_Stated task_
Copy the line with "I would appreciate it if you could identify the asian" and all lines following it through the last line of the entries, exactly as written.

_Record extracts_
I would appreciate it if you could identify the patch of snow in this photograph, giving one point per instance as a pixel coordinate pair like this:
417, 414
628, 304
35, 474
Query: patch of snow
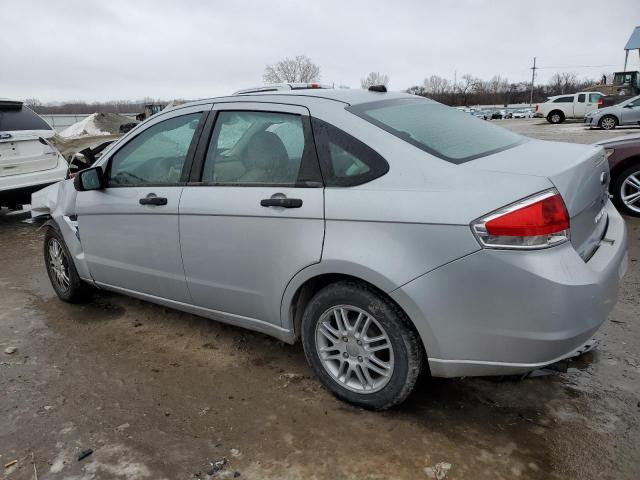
86, 126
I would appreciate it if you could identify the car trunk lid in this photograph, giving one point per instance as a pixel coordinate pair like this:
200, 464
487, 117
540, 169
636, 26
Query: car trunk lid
26, 152
579, 172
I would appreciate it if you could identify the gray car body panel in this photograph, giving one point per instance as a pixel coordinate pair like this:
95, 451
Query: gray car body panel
478, 311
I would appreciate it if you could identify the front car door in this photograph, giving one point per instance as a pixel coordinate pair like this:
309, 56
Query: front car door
592, 102
630, 113
129, 230
254, 214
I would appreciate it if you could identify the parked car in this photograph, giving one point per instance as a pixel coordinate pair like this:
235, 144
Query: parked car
28, 161
523, 114
624, 162
624, 113
557, 109
389, 233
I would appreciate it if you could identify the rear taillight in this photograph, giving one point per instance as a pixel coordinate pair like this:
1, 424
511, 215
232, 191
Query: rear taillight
537, 222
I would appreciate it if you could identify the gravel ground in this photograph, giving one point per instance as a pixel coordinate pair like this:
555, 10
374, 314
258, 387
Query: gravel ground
161, 394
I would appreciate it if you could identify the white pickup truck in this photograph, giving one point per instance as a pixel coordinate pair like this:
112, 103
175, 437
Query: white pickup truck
557, 109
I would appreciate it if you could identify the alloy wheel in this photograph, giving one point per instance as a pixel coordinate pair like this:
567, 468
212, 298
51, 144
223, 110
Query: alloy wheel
58, 265
630, 191
608, 123
354, 349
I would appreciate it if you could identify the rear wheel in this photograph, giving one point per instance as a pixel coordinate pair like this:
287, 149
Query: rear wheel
626, 190
361, 345
61, 270
608, 122
555, 116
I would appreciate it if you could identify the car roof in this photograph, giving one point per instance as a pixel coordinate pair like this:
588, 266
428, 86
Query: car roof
346, 96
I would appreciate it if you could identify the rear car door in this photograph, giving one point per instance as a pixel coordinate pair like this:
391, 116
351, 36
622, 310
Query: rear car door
253, 214
129, 230
580, 105
630, 113
592, 102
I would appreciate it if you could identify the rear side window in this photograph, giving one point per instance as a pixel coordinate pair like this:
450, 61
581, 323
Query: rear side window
437, 129
258, 148
13, 119
345, 160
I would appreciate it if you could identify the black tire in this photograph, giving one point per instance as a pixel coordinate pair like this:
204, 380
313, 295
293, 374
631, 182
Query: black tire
608, 122
76, 291
555, 117
406, 346
616, 189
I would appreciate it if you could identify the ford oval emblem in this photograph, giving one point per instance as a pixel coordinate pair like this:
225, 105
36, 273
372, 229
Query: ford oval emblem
604, 176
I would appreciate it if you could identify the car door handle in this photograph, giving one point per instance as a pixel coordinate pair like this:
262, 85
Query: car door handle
281, 202
152, 199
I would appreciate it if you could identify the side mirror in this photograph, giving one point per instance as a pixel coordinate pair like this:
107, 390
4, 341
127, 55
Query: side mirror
89, 179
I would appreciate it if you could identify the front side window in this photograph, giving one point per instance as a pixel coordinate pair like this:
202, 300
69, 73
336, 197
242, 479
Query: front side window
155, 156
257, 148
437, 129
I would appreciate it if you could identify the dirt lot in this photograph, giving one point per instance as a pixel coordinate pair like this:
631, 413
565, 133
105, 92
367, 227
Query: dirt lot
161, 394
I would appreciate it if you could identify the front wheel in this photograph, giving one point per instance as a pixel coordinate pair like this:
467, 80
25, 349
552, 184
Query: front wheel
555, 117
626, 190
608, 122
361, 345
61, 270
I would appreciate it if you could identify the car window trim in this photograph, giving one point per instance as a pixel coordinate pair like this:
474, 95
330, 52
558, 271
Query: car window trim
186, 166
309, 158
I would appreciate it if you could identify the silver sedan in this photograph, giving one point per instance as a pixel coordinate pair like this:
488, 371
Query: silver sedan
626, 112
391, 234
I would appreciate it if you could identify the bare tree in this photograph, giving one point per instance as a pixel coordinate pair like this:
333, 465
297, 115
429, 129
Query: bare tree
292, 70
436, 86
32, 103
374, 78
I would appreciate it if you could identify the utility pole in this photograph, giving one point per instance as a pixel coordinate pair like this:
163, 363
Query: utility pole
533, 77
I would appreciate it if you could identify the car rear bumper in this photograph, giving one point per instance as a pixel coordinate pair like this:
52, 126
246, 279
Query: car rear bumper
18, 188
498, 312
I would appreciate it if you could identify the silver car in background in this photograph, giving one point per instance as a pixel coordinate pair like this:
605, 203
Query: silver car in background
391, 234
626, 112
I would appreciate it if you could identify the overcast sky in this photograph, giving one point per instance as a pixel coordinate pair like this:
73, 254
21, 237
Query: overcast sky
106, 50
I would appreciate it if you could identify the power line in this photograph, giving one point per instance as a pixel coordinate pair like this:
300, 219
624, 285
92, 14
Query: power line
578, 66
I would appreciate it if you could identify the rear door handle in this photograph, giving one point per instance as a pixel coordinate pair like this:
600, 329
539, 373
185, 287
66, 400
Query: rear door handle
281, 202
153, 199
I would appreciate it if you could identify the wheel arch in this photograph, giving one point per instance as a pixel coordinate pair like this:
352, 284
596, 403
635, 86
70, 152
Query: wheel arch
615, 117
312, 279
622, 165
563, 116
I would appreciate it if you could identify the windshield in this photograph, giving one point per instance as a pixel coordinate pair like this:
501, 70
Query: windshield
13, 119
437, 129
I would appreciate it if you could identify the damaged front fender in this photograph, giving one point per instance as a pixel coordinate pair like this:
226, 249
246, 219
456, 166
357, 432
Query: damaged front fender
58, 203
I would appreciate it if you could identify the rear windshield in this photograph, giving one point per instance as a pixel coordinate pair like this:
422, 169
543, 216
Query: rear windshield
445, 132
12, 119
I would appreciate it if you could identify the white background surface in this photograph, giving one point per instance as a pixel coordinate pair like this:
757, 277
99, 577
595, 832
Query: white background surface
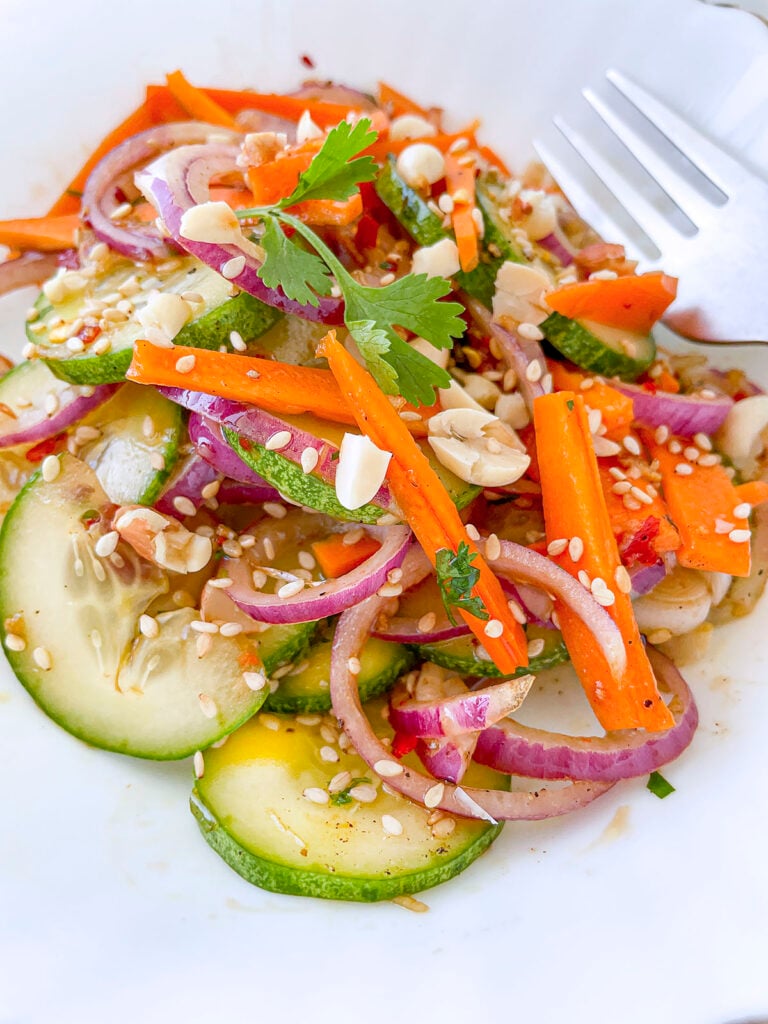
112, 908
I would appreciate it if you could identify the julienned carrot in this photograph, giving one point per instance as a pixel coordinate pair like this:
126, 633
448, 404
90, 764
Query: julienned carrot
337, 558
198, 103
43, 233
425, 503
616, 410
634, 302
574, 508
280, 387
701, 501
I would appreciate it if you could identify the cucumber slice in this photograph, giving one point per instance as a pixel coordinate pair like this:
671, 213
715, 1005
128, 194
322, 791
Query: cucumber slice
305, 690
605, 350
216, 315
107, 683
460, 655
139, 428
251, 809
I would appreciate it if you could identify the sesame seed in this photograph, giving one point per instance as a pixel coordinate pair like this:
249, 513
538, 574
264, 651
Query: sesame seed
232, 267
391, 824
183, 505
315, 795
739, 536
279, 440
291, 589
576, 548
557, 547
42, 658
434, 795
185, 365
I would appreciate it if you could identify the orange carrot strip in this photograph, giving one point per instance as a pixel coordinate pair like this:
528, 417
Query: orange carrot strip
616, 409
634, 302
574, 507
701, 504
424, 501
44, 233
337, 558
198, 103
460, 182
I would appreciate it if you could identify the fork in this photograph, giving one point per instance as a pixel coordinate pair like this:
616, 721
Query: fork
723, 267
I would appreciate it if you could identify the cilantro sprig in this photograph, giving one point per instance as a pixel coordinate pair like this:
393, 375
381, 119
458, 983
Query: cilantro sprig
304, 267
456, 578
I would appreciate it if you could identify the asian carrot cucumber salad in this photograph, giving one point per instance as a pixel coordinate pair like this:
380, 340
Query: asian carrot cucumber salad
330, 434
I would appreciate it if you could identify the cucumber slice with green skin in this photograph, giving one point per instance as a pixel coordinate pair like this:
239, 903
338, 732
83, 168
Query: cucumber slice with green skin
605, 350
459, 654
425, 227
122, 458
251, 809
78, 613
215, 317
381, 665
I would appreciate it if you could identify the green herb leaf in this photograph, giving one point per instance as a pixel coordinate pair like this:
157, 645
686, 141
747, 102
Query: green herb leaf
301, 274
456, 578
658, 785
333, 174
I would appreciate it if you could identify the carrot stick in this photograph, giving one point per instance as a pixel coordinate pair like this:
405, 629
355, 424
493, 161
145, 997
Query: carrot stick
43, 233
574, 507
425, 503
634, 302
701, 500
198, 103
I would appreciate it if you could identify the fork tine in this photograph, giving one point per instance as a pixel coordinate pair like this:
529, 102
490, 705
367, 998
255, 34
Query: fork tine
580, 198
695, 207
713, 162
648, 219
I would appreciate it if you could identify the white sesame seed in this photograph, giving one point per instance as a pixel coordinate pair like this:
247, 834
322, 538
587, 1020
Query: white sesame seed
42, 658
232, 267
557, 547
494, 629
391, 825
279, 440
434, 795
739, 536
315, 795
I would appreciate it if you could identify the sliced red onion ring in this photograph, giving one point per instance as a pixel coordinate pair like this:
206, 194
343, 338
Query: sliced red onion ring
180, 180
333, 596
683, 414
30, 268
139, 242
519, 750
34, 383
488, 805
454, 716
257, 426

_Final answer_
I would appreciate it if you could identify the asian carrot cucumber salad in this photograph, giving one point per instance as a pixel coordinate pair like this:
380, 340
Query: asian carrot cucumber salad
330, 434
I would appreciate it if you could identify the cucumber slice with green skin in this photograph, giving one point per instance as a pixel coordinate pair like this:
239, 903
338, 732
83, 168
Query: cucumber slice with green skin
605, 350
459, 654
425, 227
122, 458
251, 809
78, 613
215, 317
381, 665
I would appreciate it if you could identify the green herb leaf in this photograph, giving one point per instance as a pixel coordinate pair like this:
157, 645
686, 141
747, 102
Query: green herb leaf
301, 274
456, 578
658, 785
333, 174
I would appreciate it if you could identify the carrot stick in this photograph, giving one point per instance as a pixel coordinate pair like this:
405, 629
355, 424
493, 161
145, 997
Query: carrot stick
43, 233
574, 507
425, 503
634, 302
701, 500
198, 103
I would appreciate it if you could identify the fork tine in this photograph, giving one point per instance as a pixel coordinate pair like this:
529, 102
490, 705
367, 998
255, 34
Query: fork tine
580, 198
695, 207
713, 162
648, 219
I would appreciate it if you could identify the white sesame seed in this photograph, giving one point per instance as a pixel coordinate pair like this:
247, 834
322, 538
587, 1020
Query: white sesame seed
42, 658
232, 267
557, 547
494, 629
391, 825
279, 440
434, 795
739, 536
315, 795
I would appreciate it if you could identify the sliced red onion ring in this photograph, giving one point per instance as a pixel coordinate pair like this:
206, 194
343, 338
Query: sliced red onion ring
180, 180
333, 596
683, 414
30, 268
139, 242
519, 750
34, 383
488, 805
454, 716
257, 426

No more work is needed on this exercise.